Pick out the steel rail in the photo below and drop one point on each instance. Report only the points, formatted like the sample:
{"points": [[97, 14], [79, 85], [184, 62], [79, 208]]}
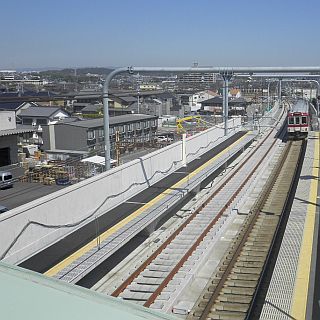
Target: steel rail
{"points": [[142, 267], [232, 261]]}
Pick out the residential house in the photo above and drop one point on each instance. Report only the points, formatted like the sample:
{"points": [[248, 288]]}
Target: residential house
{"points": [[78, 138], [35, 115]]}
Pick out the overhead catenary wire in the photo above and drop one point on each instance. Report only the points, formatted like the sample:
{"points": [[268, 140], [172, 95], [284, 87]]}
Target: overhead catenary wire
{"points": [[92, 214]]}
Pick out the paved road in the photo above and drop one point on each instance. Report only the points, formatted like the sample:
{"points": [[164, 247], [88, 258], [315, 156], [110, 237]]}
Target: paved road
{"points": [[44, 260]]}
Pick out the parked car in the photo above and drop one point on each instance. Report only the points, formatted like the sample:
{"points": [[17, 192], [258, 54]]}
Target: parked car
{"points": [[163, 139], [6, 180], [3, 209]]}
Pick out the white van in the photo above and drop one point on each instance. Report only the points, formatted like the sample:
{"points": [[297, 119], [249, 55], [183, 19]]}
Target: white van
{"points": [[6, 180]]}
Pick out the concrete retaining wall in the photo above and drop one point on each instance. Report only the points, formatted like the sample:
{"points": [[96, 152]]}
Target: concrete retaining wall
{"points": [[34, 226]]}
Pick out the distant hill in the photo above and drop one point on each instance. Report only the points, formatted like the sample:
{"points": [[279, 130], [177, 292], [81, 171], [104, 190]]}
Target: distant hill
{"points": [[77, 71]]}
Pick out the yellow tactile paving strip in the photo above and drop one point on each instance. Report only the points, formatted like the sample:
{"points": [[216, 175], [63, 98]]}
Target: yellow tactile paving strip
{"points": [[299, 301], [93, 243]]}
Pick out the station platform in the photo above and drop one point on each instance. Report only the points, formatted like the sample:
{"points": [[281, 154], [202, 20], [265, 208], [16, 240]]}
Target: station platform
{"points": [[145, 209], [293, 292]]}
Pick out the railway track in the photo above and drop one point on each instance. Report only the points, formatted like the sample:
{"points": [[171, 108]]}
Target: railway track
{"points": [[161, 270], [231, 290]]}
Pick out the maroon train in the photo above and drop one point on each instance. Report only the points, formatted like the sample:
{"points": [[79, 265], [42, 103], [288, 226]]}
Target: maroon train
{"points": [[298, 120]]}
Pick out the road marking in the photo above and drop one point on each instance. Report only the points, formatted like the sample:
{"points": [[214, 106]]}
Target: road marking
{"points": [[93, 243], [300, 295]]}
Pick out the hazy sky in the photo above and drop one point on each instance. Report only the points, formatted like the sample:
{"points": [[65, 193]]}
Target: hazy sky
{"points": [[77, 33]]}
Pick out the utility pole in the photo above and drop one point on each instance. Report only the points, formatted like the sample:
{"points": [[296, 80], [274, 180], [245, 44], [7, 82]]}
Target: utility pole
{"points": [[226, 76]]}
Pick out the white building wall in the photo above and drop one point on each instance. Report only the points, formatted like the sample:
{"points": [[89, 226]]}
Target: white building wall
{"points": [[104, 191], [7, 120]]}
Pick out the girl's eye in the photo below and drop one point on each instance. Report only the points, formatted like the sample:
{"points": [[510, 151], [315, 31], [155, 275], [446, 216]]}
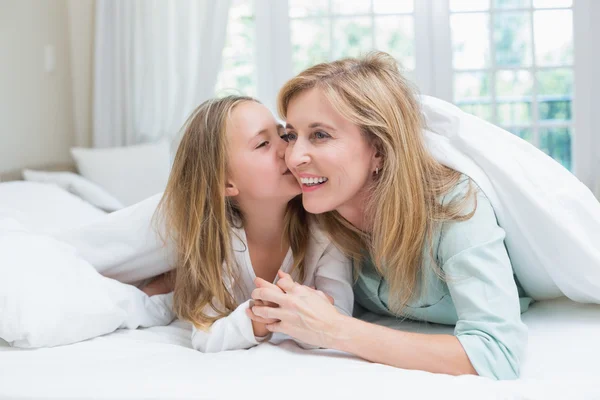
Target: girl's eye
{"points": [[288, 137], [321, 135]]}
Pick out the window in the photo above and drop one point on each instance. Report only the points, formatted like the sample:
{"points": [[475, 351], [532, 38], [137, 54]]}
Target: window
{"points": [[238, 68], [332, 29], [525, 65], [513, 66]]}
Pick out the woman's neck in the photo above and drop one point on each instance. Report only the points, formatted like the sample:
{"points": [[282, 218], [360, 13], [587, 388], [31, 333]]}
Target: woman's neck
{"points": [[355, 212]]}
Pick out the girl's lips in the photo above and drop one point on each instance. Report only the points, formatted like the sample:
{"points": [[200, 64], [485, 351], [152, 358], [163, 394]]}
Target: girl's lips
{"points": [[308, 189]]}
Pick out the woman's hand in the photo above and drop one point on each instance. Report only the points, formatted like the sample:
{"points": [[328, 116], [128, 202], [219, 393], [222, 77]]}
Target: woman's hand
{"points": [[161, 284], [259, 324], [303, 313]]}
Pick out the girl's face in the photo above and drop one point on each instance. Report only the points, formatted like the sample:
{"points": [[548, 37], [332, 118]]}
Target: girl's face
{"points": [[328, 155], [257, 170]]}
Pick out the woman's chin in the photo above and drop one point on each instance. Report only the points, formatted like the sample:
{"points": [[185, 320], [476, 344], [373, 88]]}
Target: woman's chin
{"points": [[315, 207]]}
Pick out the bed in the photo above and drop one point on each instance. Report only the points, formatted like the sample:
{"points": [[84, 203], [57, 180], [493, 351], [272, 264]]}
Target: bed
{"points": [[158, 362]]}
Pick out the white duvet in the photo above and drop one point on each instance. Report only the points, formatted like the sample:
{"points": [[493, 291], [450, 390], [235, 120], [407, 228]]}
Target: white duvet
{"points": [[51, 292]]}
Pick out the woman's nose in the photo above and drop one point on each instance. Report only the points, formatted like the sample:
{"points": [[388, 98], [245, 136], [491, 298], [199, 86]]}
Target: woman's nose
{"points": [[296, 154]]}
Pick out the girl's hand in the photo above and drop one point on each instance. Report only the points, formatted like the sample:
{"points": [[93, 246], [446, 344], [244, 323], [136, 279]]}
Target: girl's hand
{"points": [[303, 313], [259, 324]]}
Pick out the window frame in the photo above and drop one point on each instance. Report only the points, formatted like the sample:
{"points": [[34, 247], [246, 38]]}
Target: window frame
{"points": [[434, 73]]}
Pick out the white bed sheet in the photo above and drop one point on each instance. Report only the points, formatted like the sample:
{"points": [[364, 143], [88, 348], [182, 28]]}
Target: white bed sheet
{"points": [[158, 363]]}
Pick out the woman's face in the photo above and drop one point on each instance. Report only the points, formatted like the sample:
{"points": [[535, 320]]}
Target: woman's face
{"points": [[328, 155], [257, 169]]}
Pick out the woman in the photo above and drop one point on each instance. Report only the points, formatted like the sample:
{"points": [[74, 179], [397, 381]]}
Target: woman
{"points": [[232, 213], [424, 239]]}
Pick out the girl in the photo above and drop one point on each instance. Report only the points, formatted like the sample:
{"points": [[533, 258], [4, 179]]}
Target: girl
{"points": [[232, 210], [424, 238]]}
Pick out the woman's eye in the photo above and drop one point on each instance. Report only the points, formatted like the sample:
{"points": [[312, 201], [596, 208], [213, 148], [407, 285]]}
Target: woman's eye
{"points": [[321, 135], [288, 137]]}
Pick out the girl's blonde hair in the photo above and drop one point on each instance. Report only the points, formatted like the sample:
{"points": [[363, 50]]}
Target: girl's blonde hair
{"points": [[404, 203], [198, 218]]}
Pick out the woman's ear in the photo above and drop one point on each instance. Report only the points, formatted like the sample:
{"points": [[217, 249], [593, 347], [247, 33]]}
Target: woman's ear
{"points": [[231, 190], [377, 160]]}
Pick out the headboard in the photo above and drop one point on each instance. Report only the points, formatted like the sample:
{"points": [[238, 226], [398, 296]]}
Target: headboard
{"points": [[17, 175]]}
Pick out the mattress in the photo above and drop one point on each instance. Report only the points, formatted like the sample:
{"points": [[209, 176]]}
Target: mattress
{"points": [[158, 363]]}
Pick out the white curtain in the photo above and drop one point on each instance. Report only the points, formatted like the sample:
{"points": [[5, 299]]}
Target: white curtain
{"points": [[155, 60]]}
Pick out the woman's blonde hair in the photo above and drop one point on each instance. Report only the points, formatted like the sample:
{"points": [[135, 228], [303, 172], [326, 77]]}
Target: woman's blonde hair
{"points": [[198, 218], [404, 203]]}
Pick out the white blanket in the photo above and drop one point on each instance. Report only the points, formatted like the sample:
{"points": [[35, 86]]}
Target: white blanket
{"points": [[159, 363], [51, 292], [551, 219]]}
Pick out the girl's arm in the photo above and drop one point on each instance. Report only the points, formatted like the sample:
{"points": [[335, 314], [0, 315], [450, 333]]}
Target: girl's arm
{"points": [[233, 332]]}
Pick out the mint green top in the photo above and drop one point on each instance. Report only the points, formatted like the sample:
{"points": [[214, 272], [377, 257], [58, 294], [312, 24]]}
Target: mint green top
{"points": [[478, 294]]}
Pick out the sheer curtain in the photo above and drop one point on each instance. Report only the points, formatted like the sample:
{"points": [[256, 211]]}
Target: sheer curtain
{"points": [[155, 61]]}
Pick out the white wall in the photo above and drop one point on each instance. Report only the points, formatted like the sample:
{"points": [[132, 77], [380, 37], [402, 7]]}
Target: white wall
{"points": [[36, 113]]}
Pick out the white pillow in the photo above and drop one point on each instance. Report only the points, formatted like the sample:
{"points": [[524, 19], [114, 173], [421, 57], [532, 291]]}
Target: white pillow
{"points": [[50, 296], [42, 207], [77, 185], [131, 173]]}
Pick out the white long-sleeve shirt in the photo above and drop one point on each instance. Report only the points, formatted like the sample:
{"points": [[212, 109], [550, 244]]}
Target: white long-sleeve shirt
{"points": [[326, 269], [125, 246]]}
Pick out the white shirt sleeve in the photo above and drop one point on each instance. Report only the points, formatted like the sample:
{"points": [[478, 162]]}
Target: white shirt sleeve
{"points": [[233, 332], [334, 277]]}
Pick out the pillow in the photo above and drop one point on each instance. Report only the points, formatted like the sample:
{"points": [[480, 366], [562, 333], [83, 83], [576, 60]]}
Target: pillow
{"points": [[77, 185], [45, 208], [131, 173], [50, 296]]}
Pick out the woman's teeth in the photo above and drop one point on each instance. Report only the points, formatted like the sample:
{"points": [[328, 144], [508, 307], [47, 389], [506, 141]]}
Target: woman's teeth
{"points": [[313, 181]]}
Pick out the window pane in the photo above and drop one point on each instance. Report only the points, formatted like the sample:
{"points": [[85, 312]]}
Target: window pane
{"points": [[507, 4], [483, 111], [469, 5], [304, 8], [393, 6], [555, 82], [512, 39], [236, 77], [238, 74], [310, 42], [554, 108], [523, 133], [511, 84], [470, 37], [552, 3], [349, 7], [556, 142], [471, 86], [553, 31], [514, 113], [352, 36], [395, 35]]}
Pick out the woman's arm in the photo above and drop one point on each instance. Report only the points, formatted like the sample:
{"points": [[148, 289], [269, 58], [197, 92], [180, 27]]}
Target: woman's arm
{"points": [[309, 317], [432, 353]]}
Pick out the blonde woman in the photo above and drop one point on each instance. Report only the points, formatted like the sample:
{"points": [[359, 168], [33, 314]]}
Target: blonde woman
{"points": [[232, 210], [424, 238]]}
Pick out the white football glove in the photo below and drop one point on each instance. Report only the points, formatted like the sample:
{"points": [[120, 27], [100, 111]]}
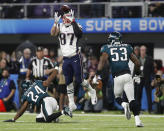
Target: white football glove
{"points": [[137, 79], [71, 16], [56, 17]]}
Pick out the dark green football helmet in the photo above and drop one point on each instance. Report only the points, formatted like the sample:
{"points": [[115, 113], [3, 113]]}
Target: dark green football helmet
{"points": [[25, 85], [114, 37]]}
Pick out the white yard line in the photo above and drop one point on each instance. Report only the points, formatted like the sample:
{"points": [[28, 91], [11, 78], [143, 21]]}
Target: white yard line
{"points": [[91, 114]]}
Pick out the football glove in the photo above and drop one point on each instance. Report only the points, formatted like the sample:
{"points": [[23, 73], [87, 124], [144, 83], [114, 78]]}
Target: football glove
{"points": [[10, 120], [67, 111], [56, 17], [71, 17]]}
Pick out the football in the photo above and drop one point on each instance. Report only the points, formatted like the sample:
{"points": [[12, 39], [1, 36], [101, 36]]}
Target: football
{"points": [[65, 8]]}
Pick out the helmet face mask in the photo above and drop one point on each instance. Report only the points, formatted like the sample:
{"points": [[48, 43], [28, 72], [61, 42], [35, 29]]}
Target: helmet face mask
{"points": [[25, 85]]}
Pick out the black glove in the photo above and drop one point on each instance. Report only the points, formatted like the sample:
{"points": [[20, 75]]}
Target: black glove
{"points": [[10, 120]]}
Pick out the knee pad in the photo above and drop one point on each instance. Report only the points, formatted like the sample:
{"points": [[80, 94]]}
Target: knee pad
{"points": [[70, 88], [134, 107], [85, 83], [119, 100]]}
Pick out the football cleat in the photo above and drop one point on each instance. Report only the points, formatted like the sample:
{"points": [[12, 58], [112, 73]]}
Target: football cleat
{"points": [[67, 111], [127, 111], [93, 96], [72, 106]]}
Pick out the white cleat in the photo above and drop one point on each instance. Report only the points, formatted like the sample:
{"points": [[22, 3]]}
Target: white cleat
{"points": [[72, 106], [138, 122], [127, 111], [93, 96]]}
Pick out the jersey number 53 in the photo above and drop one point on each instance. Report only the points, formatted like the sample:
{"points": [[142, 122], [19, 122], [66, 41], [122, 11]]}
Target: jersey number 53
{"points": [[119, 54]]}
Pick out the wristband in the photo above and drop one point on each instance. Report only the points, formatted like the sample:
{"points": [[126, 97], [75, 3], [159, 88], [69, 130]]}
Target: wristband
{"points": [[55, 24], [98, 72]]}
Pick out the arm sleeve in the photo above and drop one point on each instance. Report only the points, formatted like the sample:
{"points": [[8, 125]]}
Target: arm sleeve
{"points": [[30, 66], [77, 30], [50, 66], [12, 85]]}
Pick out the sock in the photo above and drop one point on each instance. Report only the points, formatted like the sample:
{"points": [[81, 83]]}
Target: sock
{"points": [[53, 116], [119, 100], [134, 107], [123, 104], [87, 85], [70, 93]]}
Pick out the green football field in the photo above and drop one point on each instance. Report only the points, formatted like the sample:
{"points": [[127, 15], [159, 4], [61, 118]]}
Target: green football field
{"points": [[83, 122]]}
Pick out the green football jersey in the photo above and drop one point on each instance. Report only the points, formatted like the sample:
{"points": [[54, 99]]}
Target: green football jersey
{"points": [[35, 93], [119, 55]]}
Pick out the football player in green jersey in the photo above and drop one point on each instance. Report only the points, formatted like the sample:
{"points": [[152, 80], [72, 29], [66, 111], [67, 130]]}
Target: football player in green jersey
{"points": [[118, 55], [36, 94]]}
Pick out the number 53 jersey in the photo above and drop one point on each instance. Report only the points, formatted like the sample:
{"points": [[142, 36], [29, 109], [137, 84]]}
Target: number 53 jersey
{"points": [[119, 55], [35, 93], [68, 40]]}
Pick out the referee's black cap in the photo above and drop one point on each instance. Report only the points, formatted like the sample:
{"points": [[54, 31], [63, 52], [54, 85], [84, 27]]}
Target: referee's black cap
{"points": [[39, 48]]}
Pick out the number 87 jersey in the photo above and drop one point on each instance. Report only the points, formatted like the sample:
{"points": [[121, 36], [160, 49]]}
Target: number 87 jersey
{"points": [[118, 55], [68, 40]]}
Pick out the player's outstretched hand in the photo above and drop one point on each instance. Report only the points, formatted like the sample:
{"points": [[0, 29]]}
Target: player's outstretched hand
{"points": [[67, 111], [71, 17], [56, 17], [10, 120]]}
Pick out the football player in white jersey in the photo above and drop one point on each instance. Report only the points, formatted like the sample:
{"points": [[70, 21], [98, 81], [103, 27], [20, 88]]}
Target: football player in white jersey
{"points": [[68, 33]]}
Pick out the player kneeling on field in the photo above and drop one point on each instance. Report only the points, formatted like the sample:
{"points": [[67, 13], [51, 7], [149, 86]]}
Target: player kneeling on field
{"points": [[36, 94]]}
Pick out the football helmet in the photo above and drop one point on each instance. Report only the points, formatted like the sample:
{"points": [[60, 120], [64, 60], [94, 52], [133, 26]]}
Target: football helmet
{"points": [[114, 37], [25, 85]]}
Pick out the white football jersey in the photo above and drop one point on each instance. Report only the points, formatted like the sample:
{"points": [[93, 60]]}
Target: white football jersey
{"points": [[68, 40]]}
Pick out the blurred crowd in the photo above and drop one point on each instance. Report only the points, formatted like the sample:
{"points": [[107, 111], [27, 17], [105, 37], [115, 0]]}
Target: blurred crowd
{"points": [[86, 11], [151, 78]]}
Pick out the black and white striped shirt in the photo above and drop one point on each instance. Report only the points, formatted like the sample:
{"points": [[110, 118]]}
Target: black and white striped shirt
{"points": [[38, 67]]}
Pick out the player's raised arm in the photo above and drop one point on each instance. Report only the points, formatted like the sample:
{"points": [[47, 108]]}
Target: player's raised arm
{"points": [[55, 29], [103, 59], [51, 77], [19, 113], [135, 60]]}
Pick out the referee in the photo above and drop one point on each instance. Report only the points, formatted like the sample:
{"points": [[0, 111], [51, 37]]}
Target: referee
{"points": [[39, 67]]}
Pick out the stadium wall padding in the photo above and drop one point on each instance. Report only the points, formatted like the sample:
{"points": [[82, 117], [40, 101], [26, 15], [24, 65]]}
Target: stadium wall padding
{"points": [[97, 25]]}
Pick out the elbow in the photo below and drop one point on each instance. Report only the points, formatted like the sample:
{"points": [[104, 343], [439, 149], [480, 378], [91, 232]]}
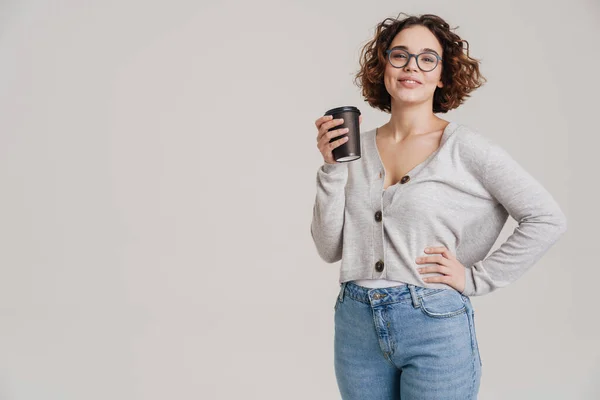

**THE REQUEST:** Tally the lines of the items above that contain the string "parked" and give only that number.

**THE SOLUTION:** 2